[Saved entries]
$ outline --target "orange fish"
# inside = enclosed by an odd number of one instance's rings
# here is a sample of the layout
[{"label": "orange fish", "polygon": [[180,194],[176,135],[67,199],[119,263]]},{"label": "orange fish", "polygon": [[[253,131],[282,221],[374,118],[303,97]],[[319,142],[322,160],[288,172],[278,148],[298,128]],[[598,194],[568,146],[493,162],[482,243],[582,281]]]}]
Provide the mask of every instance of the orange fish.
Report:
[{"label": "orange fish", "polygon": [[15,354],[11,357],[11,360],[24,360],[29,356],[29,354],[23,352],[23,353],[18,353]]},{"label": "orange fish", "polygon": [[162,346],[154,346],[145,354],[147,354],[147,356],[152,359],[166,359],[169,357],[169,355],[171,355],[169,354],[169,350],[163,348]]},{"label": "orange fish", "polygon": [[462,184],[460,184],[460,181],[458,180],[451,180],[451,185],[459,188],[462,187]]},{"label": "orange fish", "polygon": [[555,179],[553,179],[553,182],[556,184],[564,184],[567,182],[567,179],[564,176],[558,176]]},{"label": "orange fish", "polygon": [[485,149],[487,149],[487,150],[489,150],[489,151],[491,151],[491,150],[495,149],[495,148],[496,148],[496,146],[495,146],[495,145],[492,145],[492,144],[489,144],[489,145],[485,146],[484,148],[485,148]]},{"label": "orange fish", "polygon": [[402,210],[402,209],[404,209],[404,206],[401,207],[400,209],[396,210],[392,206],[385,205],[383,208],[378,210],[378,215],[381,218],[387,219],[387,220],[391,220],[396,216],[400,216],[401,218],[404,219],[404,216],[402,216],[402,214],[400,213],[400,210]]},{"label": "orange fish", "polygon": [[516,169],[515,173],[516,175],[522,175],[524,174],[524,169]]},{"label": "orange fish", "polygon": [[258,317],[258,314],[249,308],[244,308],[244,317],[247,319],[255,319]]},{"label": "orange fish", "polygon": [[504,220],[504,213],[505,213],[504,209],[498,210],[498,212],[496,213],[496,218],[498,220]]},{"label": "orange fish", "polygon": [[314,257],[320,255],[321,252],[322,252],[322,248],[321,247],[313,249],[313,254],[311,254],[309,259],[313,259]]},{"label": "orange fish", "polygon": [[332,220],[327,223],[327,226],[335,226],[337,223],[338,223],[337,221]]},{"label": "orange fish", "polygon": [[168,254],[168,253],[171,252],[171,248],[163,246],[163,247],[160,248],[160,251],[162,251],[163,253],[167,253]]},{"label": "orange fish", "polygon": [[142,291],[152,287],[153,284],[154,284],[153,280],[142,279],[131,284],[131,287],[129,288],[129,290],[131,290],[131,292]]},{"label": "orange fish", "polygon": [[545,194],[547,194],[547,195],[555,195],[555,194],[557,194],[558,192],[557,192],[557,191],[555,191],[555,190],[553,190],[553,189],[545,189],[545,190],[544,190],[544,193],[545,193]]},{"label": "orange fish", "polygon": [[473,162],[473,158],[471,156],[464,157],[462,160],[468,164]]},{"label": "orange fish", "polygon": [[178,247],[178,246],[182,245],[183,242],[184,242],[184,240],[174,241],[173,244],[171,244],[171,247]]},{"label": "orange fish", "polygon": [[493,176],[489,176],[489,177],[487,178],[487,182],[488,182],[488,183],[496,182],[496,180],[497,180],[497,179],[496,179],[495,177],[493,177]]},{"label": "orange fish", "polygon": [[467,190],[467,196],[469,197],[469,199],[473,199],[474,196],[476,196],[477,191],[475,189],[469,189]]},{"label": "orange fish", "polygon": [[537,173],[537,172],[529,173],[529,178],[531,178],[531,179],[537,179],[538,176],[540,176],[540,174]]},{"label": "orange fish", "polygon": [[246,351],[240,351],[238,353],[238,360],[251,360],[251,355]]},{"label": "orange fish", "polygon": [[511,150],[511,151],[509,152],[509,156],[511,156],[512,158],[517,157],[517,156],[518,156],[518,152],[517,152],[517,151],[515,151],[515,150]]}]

» **EXERCISE REQUIREMENTS**:
The line with "Provide the mask" marks the end; reproduce exactly every line from the start of the entries up to it, that line included.

» **EXERCISE OUTPUT**:
$ outline --target "orange fish"
# inside = enclosed by an odd number of one instance's rings
# here is a sample of the layout
[{"label": "orange fish", "polygon": [[180,194],[176,135],[67,199],[119,263]]},{"label": "orange fish", "polygon": [[[253,131],[282,221],[374,118],[303,97]],[[319,142],[322,160],[288,172],[278,148],[298,128]],[[598,194],[568,146],[493,162],[482,243],[582,281]]]}]
Provide the mask of every instance of the orange fish.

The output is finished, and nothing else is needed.